Segmentation mask data
=======

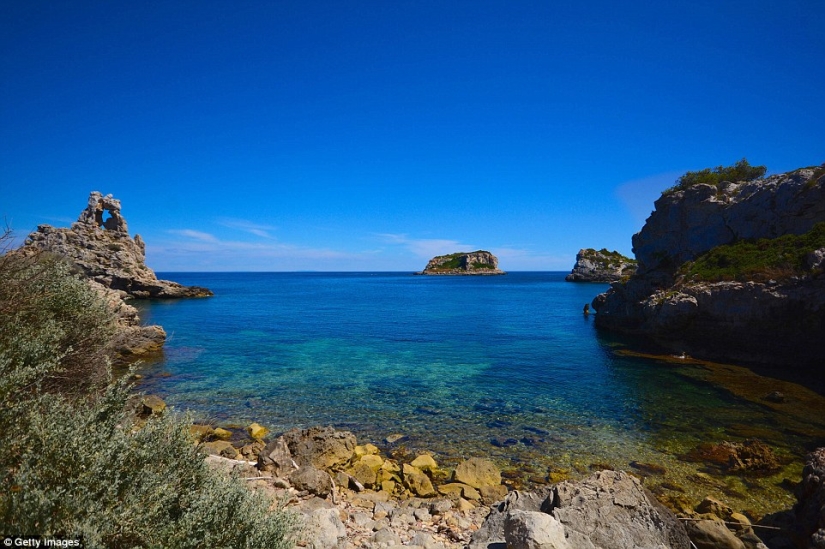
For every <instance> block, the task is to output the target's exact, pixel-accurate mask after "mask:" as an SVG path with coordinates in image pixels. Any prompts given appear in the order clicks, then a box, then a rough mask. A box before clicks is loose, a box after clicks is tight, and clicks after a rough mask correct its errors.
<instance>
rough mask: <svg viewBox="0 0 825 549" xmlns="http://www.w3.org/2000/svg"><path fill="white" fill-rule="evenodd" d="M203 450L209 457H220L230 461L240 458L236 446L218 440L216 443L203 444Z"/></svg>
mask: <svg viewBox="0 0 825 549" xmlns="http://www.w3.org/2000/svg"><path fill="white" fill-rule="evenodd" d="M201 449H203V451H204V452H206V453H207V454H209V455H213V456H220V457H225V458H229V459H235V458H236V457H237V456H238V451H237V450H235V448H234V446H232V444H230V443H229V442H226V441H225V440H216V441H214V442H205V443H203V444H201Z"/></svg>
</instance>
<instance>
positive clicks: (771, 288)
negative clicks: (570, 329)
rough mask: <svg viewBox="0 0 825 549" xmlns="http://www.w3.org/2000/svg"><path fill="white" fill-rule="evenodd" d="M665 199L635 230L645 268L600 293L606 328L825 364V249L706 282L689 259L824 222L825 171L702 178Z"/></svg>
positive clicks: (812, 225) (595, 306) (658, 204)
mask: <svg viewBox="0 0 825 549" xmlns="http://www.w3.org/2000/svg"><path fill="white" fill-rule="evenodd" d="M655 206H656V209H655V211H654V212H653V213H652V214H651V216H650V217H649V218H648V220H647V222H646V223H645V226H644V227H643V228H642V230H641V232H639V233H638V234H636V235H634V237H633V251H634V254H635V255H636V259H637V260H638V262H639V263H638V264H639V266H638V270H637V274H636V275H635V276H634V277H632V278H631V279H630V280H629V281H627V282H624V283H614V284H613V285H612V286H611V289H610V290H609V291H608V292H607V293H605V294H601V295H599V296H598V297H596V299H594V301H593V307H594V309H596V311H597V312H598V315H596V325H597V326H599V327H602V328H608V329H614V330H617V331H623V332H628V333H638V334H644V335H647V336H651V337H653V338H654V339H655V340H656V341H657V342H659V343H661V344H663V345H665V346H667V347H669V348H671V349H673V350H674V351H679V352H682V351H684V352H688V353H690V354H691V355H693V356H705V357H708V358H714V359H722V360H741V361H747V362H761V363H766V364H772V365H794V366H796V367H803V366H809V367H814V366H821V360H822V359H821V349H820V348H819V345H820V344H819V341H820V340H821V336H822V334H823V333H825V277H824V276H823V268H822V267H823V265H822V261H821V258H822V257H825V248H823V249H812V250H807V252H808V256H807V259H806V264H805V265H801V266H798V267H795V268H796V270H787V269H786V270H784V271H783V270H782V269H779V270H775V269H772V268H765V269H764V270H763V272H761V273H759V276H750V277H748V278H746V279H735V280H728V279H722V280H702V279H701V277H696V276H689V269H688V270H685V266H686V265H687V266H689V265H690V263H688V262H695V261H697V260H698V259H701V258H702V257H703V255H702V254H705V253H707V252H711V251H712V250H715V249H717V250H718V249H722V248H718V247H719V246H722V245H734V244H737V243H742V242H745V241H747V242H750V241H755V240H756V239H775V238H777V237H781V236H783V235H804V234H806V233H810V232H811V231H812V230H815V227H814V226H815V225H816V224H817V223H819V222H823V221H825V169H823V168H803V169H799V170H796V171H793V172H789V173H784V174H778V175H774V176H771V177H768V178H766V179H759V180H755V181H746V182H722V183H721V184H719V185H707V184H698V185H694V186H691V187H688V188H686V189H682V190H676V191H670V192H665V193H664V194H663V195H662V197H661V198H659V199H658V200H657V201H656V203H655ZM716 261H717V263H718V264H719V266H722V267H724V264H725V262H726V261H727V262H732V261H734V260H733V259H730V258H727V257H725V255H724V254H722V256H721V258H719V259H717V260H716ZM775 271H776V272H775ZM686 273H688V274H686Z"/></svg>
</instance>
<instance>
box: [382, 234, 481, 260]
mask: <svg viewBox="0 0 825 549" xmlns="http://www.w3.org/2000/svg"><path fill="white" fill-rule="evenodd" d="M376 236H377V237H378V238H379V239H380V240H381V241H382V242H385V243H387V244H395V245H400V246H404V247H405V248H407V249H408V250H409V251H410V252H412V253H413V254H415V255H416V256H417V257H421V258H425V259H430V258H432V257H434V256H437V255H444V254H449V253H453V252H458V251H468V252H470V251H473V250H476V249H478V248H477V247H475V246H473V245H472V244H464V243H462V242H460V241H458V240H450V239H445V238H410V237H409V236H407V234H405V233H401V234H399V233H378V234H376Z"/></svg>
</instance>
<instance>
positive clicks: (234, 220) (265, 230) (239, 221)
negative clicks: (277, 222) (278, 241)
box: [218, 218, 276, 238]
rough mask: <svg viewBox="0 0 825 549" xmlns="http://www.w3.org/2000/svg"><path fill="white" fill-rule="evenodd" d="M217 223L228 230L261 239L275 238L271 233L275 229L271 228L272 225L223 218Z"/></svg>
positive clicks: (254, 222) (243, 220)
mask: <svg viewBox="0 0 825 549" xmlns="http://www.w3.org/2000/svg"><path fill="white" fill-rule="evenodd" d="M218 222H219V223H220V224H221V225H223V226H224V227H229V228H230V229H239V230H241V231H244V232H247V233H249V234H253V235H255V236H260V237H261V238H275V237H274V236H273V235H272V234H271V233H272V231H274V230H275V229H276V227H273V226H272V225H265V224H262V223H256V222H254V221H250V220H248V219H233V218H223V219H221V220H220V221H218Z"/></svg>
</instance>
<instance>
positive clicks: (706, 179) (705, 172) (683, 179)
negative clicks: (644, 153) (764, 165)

=======

__Exercise objective__.
Write out the data word for word. Any picture is to be skipped.

__Reply__.
For every <instance> block, the task is to output the target's exact, pixel-accurate mask after "mask:" as an SVG path with coordinates in image pixels. Any prompts given appear in the order clicks, then a box, then a rough mask. A box before clicks is loose, a box after clicks is tight, and clicks after a rough mask correct its errors.
<instance>
rough mask: <svg viewBox="0 0 825 549" xmlns="http://www.w3.org/2000/svg"><path fill="white" fill-rule="evenodd" d="M203 450L209 457H220L230 461L240 458L236 446L218 440L216 443L203 444Z"/></svg>
mask: <svg viewBox="0 0 825 549" xmlns="http://www.w3.org/2000/svg"><path fill="white" fill-rule="evenodd" d="M201 449H203V451H204V452H206V453H207V454H209V455H213V456H220V457H225V458H229V459H235V458H236V457H237V456H238V451H237V450H235V448H234V446H232V444H230V443H229V442H226V441H225V440H216V441H214V442H205V443H203V444H201Z"/></svg>
</instance>
<instance>
positive clicks: (771, 288)
negative clicks: (570, 329)
rough mask: <svg viewBox="0 0 825 549" xmlns="http://www.w3.org/2000/svg"><path fill="white" fill-rule="evenodd" d="M665 199L635 230L645 268L600 293L606 328L825 364V249L706 282L689 259L824 222L825 171L702 178Z"/></svg>
positive clicks: (812, 225) (595, 306) (658, 204)
mask: <svg viewBox="0 0 825 549" xmlns="http://www.w3.org/2000/svg"><path fill="white" fill-rule="evenodd" d="M655 206H656V209H655V211H654V212H653V213H652V214H651V216H650V217H649V218H648V220H647V222H646V223H645V226H644V227H643V228H642V230H641V232H639V233H638V234H636V235H634V237H633V251H634V254H635V255H636V259H637V260H638V262H639V263H638V264H639V266H638V270H637V274H636V275H635V276H634V277H632V278H631V279H630V280H629V281H627V282H624V283H614V284H613V285H612V286H611V289H610V290H609V291H608V292H607V293H605V294H601V295H599V296H598V297H596V299H594V301H593V307H594V309H596V311H597V312H598V315H596V325H597V326H599V327H602V328H608V329H614V330H617V331H623V332H628V333H638V334H644V335H647V336H651V337H653V338H654V339H655V340H656V341H657V342H659V343H661V344H663V345H665V346H667V347H669V348H671V349H673V350H674V351H679V352H682V351H684V352H688V353H690V354H691V355H693V356H705V357H708V358H714V359H722V360H741V361H747V362H761V363H766V364H772V365H794V366H796V367H803V366H809V367H814V366H821V360H822V359H821V349H820V348H819V345H820V344H819V341H820V340H821V336H822V334H823V333H825V277H824V276H823V268H822V267H823V265H822V261H821V258H822V257H825V248H823V249H812V250H807V252H808V256H807V259H806V264H805V265H801V266H798V267H795V268H796V270H787V269H786V270H784V271H783V270H782V269H779V270H775V269H772V268H765V269H764V270H763V272H761V273H759V276H750V277H748V278H746V279H735V280H728V279H722V280H702V279H701V277H696V276H689V269H688V270H685V266H686V265H687V266H689V265H690V263H688V262H695V261H697V260H698V259H701V258H702V257H703V255H702V254H705V253H707V252H711V251H712V250H715V249H717V250H718V249H722V248H718V247H719V246H722V245H734V244H737V243H742V242H745V241H747V242H750V241H755V240H756V239H775V238H777V237H781V236H783V235H804V234H806V233H810V232H811V231H812V230H815V227H814V226H815V225H816V224H817V223H819V222H823V221H825V169H823V168H803V169H799V170H796V171H793V172H789V173H784V174H778V175H774V176H771V177H768V178H766V179H759V180H755V181H746V182H722V183H721V184H719V185H707V184H698V185H694V186H691V187H688V188H686V189H682V190H676V191H670V192H665V193H664V194H663V195H662V197H661V198H659V199H658V200H657V201H656V203H655ZM716 261H717V263H718V264H719V266H722V267H724V264H725V262H726V261H727V262H732V261H734V260H733V259H730V258H727V257H725V255H724V254H722V256H721V258H719V259H717V260H716ZM775 271H776V272H775ZM686 273H688V274H686Z"/></svg>
</instance>
<instance>
box: [382, 234, 481, 260]
mask: <svg viewBox="0 0 825 549" xmlns="http://www.w3.org/2000/svg"><path fill="white" fill-rule="evenodd" d="M376 236H377V237H378V238H379V239H380V240H381V241H382V242H385V243H387V244H395V245H400V246H404V247H405V248H407V249H408V250H409V251H410V252H412V253H413V254H415V255H416V256H417V257H421V258H425V259H430V258H432V257H434V256H437V255H444V254H449V253H453V252H458V251H468V252H470V251H473V250H476V249H478V248H477V247H475V246H473V245H472V244H464V243H462V242H460V241H458V240H450V239H445V238H410V237H409V236H407V234H405V233H401V234H399V233H378V234H376Z"/></svg>
</instance>
<instance>
positive clicks: (234, 220) (265, 230) (239, 221)
negative clicks: (277, 222) (278, 241)
box: [218, 218, 276, 238]
rough mask: <svg viewBox="0 0 825 549" xmlns="http://www.w3.org/2000/svg"><path fill="white" fill-rule="evenodd" d="M217 223L228 230L261 239L275 238L271 233L275 229L271 228L272 225L223 218Z"/></svg>
positive clicks: (254, 222) (243, 220)
mask: <svg viewBox="0 0 825 549" xmlns="http://www.w3.org/2000/svg"><path fill="white" fill-rule="evenodd" d="M218 222H219V223H220V224H221V225H223V226H224V227H229V228H230V229H239V230H241V231H244V232H247V233H249V234H253V235H255V236H260V237H261V238H275V237H274V236H273V235H272V234H271V233H272V231H274V230H275V229H276V227H273V226H272V225H265V224H262V223H256V222H254V221H250V220H248V219H233V218H223V219H221V220H220V221H218Z"/></svg>
</instance>
<instance>
positive clicks: (706, 179) (705, 172) (683, 179)
negative clicks: (644, 153) (764, 165)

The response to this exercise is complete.